Instrução escrita 1 = Copie sem alterações as linhas das entradas, do início delas até a linha que contém "x=766 y=190", incluindo ambas as extremidades. Deixe as imagens de fora da resposta.

Trecho de origem =
◇ ◇ ◇ ◇

Porém, quando se trata de dependência mental e emocional tudo muda. Acredita-se que a inteligência, com apoio da força de vontade, consegue muito bem controlar a vida interior, e garantir o êxito no mundo em que se vive. Procurando verificar se esta filosofia funciona, percebe-se que mesmo pessoas normais, não alcoolistas, obtêm bons resultados vivendo desta maneira. O ódio e o medo invadem a sociedade que pensa desta forma. Neste sentido, os alcoolistas podem se considerar afortunados pelo programa dos Doze Passos.

A palavra “dependência” é repugnante não apenas para os alcoolistas, mas também para os psiquiatras e psicólogos. Ocorre que existem diferentes formas de dependência. Por exemplo, filhos adultos dependendo emocionalmente dos pais não é um tipo de dependência desejável. “Mas, a dependência de um grupo de A. A. ou de um Poder superior jamais produziu qualquer efeito pernicioso” (Os Doze Passos, p. 28-29).

Inúmeros outros problemas além do álcool se apresentam, e não são solucionados apesar de todos os esforços e coragem. Levam o alcoolista a se sentir inseguro e infeliz, e sua vontade, por mais determinada que seja, não traz soluções. Neste momento é que se torna necessário depender de Alguém ou Alguma Coisa.

Inicialmente este “alguém” poderá ser um amigo próximo do grupo, que ajudará o alcoolista a perceber que, na ausência do álcool, os problemas se tornam mais agudos. Virá também a saber que a prática constante deste e dos demais passos é que permitirá uma vida feliz e útil, e ainda, que esta só será possível após conseguir viver o Terceiro Passo com persistência e determinação.

A aceitação destas idéias facilita o inicio da prática deste passo,e, quando momentos difíceis surgirem, a Oração da Serenidade traz conforto: “Concedei-me, Senhor, a serenidade necessária para aceitar as coisas que não posso modificar; coragem para modificar aquelas que posso, e sabedoria para distinguir umas das outras. Seja feita a Vossa vontade e não a minha” (Os Doze Passos, p. 31).

Quarto Passo: - Fizemos minucioso e destemido inventário moral de nós mesmos.

Os instintos humanos são necessários para a sobrevivência, mas muitas vezes excedem suas funções especificas. A maioria dos problemas existentes decorrem deste excesso. O Quarto passo tem por finalidade levar o alcoolista a perceber como, quando e onde tais excessos provocaram deformidades emocionais, de modo a ajudá-lo a corrigi-los. A sobriedade e felicidade dependem disso.

◇ ◇ ◇ ◇

Dados fornecidos =
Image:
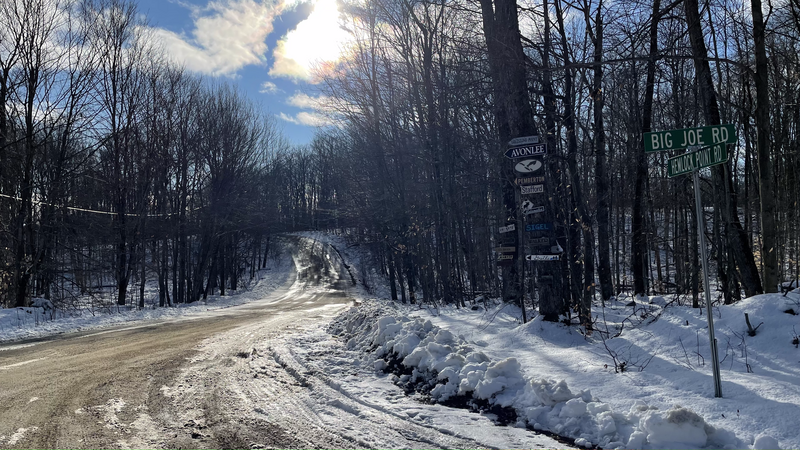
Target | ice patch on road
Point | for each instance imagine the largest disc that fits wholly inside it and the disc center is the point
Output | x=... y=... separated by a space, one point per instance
x=17 y=436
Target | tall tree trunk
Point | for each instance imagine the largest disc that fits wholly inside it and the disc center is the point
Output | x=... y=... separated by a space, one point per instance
x=601 y=177
x=639 y=242
x=724 y=200
x=514 y=115
x=766 y=190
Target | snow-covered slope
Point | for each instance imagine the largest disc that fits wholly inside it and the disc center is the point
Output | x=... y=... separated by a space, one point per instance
x=556 y=379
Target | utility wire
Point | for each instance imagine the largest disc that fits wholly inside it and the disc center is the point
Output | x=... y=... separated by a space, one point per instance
x=92 y=211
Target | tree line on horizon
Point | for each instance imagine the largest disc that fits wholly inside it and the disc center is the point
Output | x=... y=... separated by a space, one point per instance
x=118 y=166
x=433 y=90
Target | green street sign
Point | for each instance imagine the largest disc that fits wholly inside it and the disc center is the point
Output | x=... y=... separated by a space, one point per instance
x=689 y=162
x=657 y=141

◇ ◇ ◇ ◇

Instrução escrita 2 = Indique se cada afirmação abaixo está de acordo com o trecho de origem, respondendo sim ou não e citando literalmente as palavras do texto que decidem a questão. (a) A palavra "dependência" é repugnante somente para os alcoolistas. (b) Em momentos difíceis, a Oração da Serenidade traz conforto. (c) A maioria dos problemas existentes decorre do excesso dos instintos.

Resposta correta 1 =
Image:
Target | ice patch on road
Point | for each instance imagine the largest disc that fits wholly inside it and the disc center is the point
Output | x=... y=... separated by a space, one point per instance
x=17 y=436
Target | tall tree trunk
Point | for each instance imagine the largest disc that fits wholly inside it and the disc center is the point
Output | x=... y=... separated by a space, one point per instance
x=601 y=177
x=639 y=242
x=724 y=200
x=514 y=115
x=766 y=190

Resposta correta 2 =
(a) Não: "A palavra “dependência” é repugnante não apenas para os alcoolistas, mas também para os psiquiatras e psicólogos."
(b) Sim: "quando momentos difíceis surgirem, a Oração da Serenidade traz conforto"
(c) Sim: "A maioria dos problemas existentes decorrem deste excesso."